◆ EXERCISE TASK ◆
Update the listing below so that every "dense foliage" becomes "thick greenery", keeping everything else unchanged. Leave the pictures out of your answer.

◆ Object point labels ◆
========
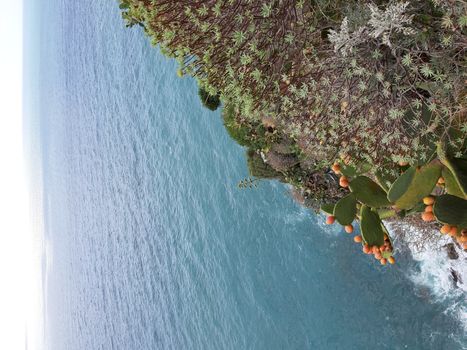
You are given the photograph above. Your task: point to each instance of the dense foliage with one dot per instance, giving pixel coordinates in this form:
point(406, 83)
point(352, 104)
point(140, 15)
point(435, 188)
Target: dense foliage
point(377, 89)
point(375, 80)
point(211, 102)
========
◆ RESULT OF THIS EXERCISE ◆
You are given the photograph above. Your task: point to each instance of the thick greenery with one dot per instance, giving pixel coordinates in this form:
point(406, 83)
point(352, 104)
point(140, 15)
point(435, 188)
Target: thick greenery
point(377, 89)
point(375, 80)
point(211, 102)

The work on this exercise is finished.